◆ Extracted text:
Hi, *BIGJARBREWSKY* 

Please re-open HiJackThis and scan. Check the boxes next to all the entries listed below. *

O15 - Trusted Zone: http://*.billingnow.com
O15 - Trusted Zone: http://*.reliablestats.com
O15 - Trusted Zone: http://*.winantispyware.com
O15 - Trusted Zone: http://*.winantivirus.com
O15 - Trusted Zone: http://*.winantiviruspro.com
O15 - Trusted Zone: http://*.winnanny.com
O15 - Trusted Zone: http://*.winsoftware.com

*Now *close all windows and browsers, other than HiJackThis*, then click Fix Checked.

Close Hijackthis.

Go to *Start*->*Run*, type *CMD *and click *Ok*. The *MSDOS* window will be displayed. At the prompt type thr following and press Enter after each line:

*SC Stop FreezeScreenSaver
SC Delete FreezeScreenSaver
Exit*

Please download *ATF Cleaner* by Atribune.
*This program is for XP and Windows 2000 only*

Double-click *ATF-Cleaner.exe* to run the program.
Under *Main* choose: *Select All*
Click the *Empty Selected* button.
If you use Firefox browser
Click *Firefox* at the top and choose: *Select All*
Click the *Empty Selected* button.
*NOTE:* If you would like to keep your saved passwords, please click *No* at the prompt.

◆ Dataset:
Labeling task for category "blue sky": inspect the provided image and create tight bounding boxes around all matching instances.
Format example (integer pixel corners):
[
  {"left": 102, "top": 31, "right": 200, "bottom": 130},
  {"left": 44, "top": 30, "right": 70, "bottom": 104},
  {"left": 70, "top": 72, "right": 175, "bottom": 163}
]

◆ Task A: List every domain that the HiJackThis cleanup instructions give as an O15 Trusted Zone entry to check.
◆ Task B: Summarize the HiJackThis cleanup instructions in two sentences.
◆ Task C: Extend the HiJackThis cleanup instructions past their final line.

◆ Result A:
billingnow.com
reliablestats.com
winantispyware.com
winantivirus.com
winantiviruspro.com
winnanny.com
winsoftware.com

◆ Result B: The user is told to rescan with HiJackThis, check seven O15 Trusted Zone entries, close all other windows and browsers, and click Fix Checked. Next, the user stops and deletes FreezeScreenSaver at the command prompt, then runs ATF Cleaner (XP and Windows 2000 only) to empty everything selected under Main and, for Firefox users, under Firefox.

◆ Result C:
If you use Opera browser
Click *Opera* at the top and choose: *Select All*
Click the *Empty Selected* button.
*NOTE:* If you would like to keep your saved passwords, please click *No* at the prompt.
Click *Exit* on the Main menu to close the program.
For *Technical Support*, double-click the e-mail address located at the bottom of each menu.

Please download *ewido anti-spyware* from *HERE* and save that file to your desktop.
_This is a 30 day trial of the program_
Once you have downloaded ewido anti-spyware, locate the icon on the desktop and double-click it to launch the set up program.
Once the setup is complete you will need run ewido and update the definition files.
On the main screen select the icon "*Update*" then select the "*Update now*" link.
Next select the "*Start Update*" button, the update will start and a progress bar will show the updates being installed.

Once the update has completed select the "*Scanner*" icon at the top of the screen, then select the "*Settings*" tab.
Once in the Settings screen click on "*Recommended actions*" and then select "*Quarantine*".
Under "*Reports*"
Select "*Automatically generate report after every scan*"
Un-Select "*Only if threats were found*"

Close ewido anti-spyware, Do Not run a scan just yet, we will shortly in Safe Mode.

*Now copy these instructions to notepad and save them to your desktop. You will need them to refer to in safe mode.*

*Boot into Safe Mode:*

Restart your computer and as soon as it starts booting up again continuously tap F8. A menu should come up where you will be given the option to enter Safe Mode.

Perform the following steps in safe mode:

*IMPORTANT:* Do not open any other windows or programs while ewido is scanning, it may interfere with the scanning proccess:

Launch ewido-anti-spyware by double-clicking the icon on your desktop.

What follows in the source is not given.